▸ **Source data**
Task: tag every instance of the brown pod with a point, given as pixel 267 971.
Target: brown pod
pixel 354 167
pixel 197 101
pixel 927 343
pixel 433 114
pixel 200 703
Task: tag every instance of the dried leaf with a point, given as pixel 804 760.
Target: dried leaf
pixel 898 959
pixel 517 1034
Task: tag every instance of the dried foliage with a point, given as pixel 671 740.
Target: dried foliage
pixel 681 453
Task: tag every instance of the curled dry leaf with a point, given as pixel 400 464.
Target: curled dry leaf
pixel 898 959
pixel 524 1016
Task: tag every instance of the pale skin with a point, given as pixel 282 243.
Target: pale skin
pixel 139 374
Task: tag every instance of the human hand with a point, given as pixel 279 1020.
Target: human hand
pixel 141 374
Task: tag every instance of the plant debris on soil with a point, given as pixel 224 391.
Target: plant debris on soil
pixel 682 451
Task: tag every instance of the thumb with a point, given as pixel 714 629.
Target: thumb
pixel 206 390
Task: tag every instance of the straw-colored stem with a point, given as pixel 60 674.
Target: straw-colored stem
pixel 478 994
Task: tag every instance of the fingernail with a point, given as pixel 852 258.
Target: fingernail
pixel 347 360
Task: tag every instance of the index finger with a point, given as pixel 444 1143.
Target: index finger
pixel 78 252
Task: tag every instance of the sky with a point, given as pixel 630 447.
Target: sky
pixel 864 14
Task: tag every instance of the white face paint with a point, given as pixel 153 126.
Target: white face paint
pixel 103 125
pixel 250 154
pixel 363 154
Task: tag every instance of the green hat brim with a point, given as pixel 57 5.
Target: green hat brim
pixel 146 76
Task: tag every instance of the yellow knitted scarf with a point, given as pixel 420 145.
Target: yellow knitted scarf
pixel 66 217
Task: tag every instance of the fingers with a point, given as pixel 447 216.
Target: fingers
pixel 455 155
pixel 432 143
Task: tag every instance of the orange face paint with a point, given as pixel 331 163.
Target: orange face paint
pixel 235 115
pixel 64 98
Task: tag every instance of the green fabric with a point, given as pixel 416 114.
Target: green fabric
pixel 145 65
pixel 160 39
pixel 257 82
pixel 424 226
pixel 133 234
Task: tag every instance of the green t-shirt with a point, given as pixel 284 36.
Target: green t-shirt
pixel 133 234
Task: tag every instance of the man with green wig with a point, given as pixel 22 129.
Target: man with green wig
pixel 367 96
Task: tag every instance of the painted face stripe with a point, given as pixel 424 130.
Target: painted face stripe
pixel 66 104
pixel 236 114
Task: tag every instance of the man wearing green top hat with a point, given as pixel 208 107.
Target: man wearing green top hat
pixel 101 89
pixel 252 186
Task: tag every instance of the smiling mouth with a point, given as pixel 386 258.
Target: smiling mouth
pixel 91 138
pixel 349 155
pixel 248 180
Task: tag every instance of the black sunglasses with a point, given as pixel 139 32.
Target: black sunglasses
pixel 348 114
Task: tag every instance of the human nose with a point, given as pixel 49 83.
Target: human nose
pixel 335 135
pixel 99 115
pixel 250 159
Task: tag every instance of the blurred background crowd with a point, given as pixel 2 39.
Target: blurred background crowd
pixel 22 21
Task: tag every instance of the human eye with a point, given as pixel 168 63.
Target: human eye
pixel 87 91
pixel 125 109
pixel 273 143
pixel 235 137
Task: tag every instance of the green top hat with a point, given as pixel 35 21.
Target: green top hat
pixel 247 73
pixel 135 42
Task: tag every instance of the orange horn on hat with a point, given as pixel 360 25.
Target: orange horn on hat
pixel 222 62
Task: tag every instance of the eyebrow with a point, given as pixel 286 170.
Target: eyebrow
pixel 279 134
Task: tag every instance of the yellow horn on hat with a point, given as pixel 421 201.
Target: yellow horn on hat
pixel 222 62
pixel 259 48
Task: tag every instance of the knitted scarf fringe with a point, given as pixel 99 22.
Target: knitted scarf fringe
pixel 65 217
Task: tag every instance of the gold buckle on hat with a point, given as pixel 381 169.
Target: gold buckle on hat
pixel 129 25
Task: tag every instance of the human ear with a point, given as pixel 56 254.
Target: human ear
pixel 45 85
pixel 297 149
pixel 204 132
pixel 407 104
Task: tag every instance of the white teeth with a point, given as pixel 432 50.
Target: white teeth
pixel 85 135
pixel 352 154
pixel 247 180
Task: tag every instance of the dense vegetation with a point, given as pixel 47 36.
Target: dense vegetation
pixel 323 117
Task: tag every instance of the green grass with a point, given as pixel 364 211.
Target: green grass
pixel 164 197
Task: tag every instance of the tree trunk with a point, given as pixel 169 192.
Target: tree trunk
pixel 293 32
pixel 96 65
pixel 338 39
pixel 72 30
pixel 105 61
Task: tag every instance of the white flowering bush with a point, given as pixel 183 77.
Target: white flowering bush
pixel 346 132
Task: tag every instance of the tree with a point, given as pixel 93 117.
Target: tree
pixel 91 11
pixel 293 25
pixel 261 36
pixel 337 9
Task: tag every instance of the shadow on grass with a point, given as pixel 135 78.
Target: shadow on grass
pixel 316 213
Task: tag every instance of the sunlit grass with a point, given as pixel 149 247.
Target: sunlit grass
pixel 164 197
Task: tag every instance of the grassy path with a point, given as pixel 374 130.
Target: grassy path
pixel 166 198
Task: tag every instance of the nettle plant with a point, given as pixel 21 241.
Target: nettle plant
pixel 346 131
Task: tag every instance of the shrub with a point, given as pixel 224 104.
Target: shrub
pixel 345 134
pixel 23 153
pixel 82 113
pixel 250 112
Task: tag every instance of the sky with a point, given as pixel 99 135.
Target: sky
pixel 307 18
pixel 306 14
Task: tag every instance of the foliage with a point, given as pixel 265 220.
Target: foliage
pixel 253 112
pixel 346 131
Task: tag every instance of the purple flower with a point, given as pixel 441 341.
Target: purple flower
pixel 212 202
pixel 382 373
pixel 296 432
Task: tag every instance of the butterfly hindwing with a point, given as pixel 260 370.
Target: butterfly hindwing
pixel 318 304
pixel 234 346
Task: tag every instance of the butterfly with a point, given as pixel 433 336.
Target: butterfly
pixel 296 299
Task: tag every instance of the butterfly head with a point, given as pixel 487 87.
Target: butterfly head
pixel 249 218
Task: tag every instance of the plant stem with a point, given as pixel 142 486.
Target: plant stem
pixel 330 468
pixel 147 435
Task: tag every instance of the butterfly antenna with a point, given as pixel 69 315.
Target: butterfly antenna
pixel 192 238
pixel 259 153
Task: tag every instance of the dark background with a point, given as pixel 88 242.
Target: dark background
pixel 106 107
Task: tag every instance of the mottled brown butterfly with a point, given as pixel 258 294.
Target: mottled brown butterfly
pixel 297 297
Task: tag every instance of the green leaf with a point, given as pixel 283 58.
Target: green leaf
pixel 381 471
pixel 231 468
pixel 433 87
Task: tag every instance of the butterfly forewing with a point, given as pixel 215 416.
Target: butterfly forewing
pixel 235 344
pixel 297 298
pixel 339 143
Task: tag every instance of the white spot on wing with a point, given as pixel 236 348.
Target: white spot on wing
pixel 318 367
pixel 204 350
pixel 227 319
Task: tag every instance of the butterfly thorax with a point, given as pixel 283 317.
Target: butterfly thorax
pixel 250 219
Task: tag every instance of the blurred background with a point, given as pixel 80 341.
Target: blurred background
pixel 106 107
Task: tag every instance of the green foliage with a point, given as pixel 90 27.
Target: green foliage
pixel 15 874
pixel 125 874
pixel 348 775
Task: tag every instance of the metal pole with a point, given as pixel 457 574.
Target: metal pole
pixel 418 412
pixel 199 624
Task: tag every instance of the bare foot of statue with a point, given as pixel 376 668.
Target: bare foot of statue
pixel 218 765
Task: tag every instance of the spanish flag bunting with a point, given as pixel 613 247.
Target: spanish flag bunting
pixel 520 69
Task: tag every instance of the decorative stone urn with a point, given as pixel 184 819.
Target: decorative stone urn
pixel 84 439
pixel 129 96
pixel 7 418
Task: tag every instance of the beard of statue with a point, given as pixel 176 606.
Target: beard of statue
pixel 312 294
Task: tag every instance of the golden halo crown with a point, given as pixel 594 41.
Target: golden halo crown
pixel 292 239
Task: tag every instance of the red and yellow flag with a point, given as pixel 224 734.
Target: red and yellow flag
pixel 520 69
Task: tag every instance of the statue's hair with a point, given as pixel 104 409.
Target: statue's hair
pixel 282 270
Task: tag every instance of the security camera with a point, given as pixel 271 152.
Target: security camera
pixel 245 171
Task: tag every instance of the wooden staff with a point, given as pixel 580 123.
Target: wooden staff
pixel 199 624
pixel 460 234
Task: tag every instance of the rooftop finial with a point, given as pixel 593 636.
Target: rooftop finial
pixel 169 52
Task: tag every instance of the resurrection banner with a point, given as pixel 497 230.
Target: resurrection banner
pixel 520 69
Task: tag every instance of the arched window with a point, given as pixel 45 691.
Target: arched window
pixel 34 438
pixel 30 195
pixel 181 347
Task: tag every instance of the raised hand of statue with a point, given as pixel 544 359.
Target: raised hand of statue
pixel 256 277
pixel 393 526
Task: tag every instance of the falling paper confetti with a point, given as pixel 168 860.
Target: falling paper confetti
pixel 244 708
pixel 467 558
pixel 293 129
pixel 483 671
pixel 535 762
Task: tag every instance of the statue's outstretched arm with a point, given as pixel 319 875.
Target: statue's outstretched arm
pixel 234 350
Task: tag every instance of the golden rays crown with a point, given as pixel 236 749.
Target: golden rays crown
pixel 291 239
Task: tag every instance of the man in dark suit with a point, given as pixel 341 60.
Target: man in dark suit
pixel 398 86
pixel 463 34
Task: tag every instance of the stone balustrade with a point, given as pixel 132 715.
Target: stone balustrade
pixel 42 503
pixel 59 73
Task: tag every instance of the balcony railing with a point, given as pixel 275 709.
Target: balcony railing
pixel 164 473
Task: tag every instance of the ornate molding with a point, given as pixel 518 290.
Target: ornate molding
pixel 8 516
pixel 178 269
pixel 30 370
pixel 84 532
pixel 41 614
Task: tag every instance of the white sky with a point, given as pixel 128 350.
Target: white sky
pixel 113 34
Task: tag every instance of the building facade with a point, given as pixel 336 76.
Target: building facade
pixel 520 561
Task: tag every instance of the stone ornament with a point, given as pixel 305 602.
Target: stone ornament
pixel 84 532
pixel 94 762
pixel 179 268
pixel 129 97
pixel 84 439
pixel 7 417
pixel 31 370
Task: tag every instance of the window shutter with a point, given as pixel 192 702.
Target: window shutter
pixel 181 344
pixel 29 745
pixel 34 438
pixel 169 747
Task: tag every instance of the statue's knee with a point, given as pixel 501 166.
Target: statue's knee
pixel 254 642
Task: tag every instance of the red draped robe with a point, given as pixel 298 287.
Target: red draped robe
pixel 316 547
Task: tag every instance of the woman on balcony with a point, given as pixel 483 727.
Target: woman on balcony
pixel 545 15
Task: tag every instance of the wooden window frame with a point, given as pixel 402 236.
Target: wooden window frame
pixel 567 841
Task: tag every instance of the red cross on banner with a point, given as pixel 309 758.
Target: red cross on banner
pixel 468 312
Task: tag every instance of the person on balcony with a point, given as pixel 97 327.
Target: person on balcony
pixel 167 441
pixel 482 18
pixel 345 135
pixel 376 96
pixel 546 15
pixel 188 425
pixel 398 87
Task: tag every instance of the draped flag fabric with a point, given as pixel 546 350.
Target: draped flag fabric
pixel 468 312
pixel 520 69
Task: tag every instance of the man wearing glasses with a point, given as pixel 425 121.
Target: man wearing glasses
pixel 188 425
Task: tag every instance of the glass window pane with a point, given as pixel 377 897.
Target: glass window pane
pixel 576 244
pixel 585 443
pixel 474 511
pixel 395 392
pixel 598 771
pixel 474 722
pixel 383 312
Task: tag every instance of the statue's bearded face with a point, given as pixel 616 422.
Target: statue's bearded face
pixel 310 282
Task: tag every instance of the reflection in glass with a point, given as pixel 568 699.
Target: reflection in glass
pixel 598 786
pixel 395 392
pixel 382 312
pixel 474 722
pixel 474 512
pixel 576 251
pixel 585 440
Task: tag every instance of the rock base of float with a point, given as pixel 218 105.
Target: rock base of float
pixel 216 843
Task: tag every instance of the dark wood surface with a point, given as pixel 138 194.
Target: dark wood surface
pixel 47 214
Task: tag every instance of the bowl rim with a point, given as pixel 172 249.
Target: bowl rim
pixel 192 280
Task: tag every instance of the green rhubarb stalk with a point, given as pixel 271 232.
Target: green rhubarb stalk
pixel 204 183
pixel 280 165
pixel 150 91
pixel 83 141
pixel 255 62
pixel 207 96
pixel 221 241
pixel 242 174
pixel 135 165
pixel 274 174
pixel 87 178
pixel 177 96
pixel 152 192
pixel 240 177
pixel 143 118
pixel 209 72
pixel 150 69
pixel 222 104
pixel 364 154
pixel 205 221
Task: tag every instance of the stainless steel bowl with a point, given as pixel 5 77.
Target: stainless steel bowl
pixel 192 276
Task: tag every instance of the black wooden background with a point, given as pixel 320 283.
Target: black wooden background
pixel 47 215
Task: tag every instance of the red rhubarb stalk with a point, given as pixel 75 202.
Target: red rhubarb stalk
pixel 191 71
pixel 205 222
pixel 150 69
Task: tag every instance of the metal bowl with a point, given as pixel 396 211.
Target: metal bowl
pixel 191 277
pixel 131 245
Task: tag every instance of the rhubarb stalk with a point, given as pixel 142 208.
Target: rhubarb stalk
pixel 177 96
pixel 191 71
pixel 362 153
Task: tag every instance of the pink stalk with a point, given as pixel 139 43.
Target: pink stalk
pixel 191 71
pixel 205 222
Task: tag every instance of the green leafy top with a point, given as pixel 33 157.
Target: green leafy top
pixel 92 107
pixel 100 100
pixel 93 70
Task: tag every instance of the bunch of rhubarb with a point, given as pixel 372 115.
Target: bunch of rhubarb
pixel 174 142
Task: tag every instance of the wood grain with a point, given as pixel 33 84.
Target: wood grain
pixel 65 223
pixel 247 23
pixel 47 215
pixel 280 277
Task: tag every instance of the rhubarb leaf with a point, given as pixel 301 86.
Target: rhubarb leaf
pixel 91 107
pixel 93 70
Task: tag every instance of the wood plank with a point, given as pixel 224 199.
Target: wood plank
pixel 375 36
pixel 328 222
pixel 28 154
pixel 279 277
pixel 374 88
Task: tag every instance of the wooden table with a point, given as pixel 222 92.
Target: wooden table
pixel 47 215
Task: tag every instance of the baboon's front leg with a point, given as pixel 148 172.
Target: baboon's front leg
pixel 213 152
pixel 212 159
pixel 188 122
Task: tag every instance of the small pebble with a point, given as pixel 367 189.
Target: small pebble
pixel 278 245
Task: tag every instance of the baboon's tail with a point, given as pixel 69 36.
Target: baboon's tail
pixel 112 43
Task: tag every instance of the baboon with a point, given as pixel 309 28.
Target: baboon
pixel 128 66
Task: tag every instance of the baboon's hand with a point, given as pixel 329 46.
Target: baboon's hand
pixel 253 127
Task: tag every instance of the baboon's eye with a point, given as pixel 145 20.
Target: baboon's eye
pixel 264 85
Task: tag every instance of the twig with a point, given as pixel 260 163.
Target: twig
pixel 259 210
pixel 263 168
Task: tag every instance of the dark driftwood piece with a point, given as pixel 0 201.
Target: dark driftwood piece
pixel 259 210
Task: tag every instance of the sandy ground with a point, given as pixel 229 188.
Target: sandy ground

▸ **Task prompt**
Return the items above, copied without any change, from the line with "Task: tag every instance of the red and" to the line with "pixel 520 561", both of those lines included.

▸ **Task response**
Task: tag every instance of the red and yellow flag with a point, given as pixel 224 734.
Target: red and yellow flag
pixel 520 69
Task: tag every instance of the statue's hair with a point, given as pixel 104 409.
Target: statue's hair
pixel 282 270
Task: tag every instance of the security camera with a point, given as pixel 271 152.
Target: security camera
pixel 245 171
Task: tag every instance of the wooden staff with a point, given as pixel 580 123.
Target: wooden staff
pixel 199 624
pixel 460 234
Task: tag every instance of the rooftop finial with a point, given as pixel 593 636.
Target: rooftop finial
pixel 169 52
Task: tag every instance of the resurrection banner with a point, given as pixel 497 230.
Target: resurrection banner
pixel 520 69
Task: tag every instance of the arched window with a point, given as pixel 45 691.
Target: arched window
pixel 34 438
pixel 30 195
pixel 181 347
Task: tag every instance of the raised hand of statue with a point, given as pixel 544 359.
Target: raised hand of statue
pixel 256 277
pixel 393 526
Task: tag every instance of the falling paper confetti with a point, given as pixel 168 860.
Target: falling paper confetti
pixel 244 708
pixel 467 558
pixel 293 129
pixel 483 671
pixel 535 762
Task: tag every instance of the statue's outstretched arm with a point, given as pixel 319 875.
Target: statue's outstretched arm
pixel 234 350
Task: tag every instance of the golden rays crown with a point, given as pixel 236 749.
Target: golden rays crown
pixel 291 239
Task: tag every instance of the man in dark suit with a point, given as pixel 341 60.
Target: man in dark suit
pixel 398 86
pixel 463 34
Task: tag every instance of the stone balustrade with a point, given as pixel 132 715.
Target: stone balustrade
pixel 42 503
pixel 59 73
Task: tag every instance of the balcony railing with a point, given as pixel 275 709.
Target: balcony railing
pixel 164 473
Task: tag every instance of the ornate molding with a point, given as pixel 518 290.
Target: ornate molding
pixel 8 516
pixel 178 269
pixel 30 370
pixel 84 532
pixel 41 614
Task: tag every instance of the white sky with a point, given as pixel 128 350.
Target: white sky
pixel 113 34
Task: tag every instance of the building facade with a point, given as pixel 336 76.
Target: building facade
pixel 520 561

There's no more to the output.